*Your task:* Edit the material below so that "JSON object" becomes "JSON dictionary", leaving everything else unchanged and omitting the picture.

☆ ☆ ☆ ☆

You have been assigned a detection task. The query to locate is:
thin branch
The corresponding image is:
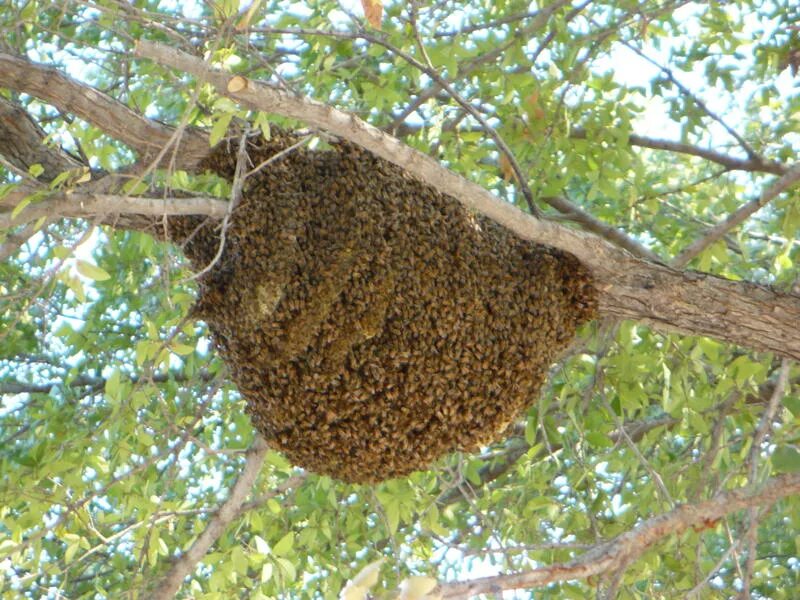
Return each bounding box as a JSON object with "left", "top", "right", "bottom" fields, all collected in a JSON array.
[
  {"left": 439, "top": 474, "right": 800, "bottom": 598},
  {"left": 542, "top": 196, "right": 661, "bottom": 262},
  {"left": 570, "top": 127, "right": 789, "bottom": 175},
  {"left": 620, "top": 40, "right": 763, "bottom": 162},
  {"left": 672, "top": 163, "right": 800, "bottom": 268},
  {"left": 136, "top": 40, "right": 621, "bottom": 266},
  {"left": 739, "top": 359, "right": 791, "bottom": 600},
  {"left": 152, "top": 436, "right": 269, "bottom": 600},
  {"left": 0, "top": 53, "right": 208, "bottom": 166}
]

☆ ☆ ☆ ☆

*Response for this exercise:*
You have been assigned a detection task. The query to locate is:
thin branch
The corresponding image is:
Return each bounding box as a JSON dictionary with "left", "top", "right", "bottom" fields, all collected in a JSON array.
[
  {"left": 439, "top": 474, "right": 800, "bottom": 598},
  {"left": 542, "top": 196, "right": 661, "bottom": 262},
  {"left": 570, "top": 127, "right": 789, "bottom": 175},
  {"left": 620, "top": 40, "right": 763, "bottom": 162},
  {"left": 672, "top": 163, "right": 800, "bottom": 268},
  {"left": 136, "top": 40, "right": 621, "bottom": 266},
  {"left": 739, "top": 359, "right": 791, "bottom": 600},
  {"left": 152, "top": 436, "right": 269, "bottom": 600},
  {"left": 0, "top": 53, "right": 208, "bottom": 166}
]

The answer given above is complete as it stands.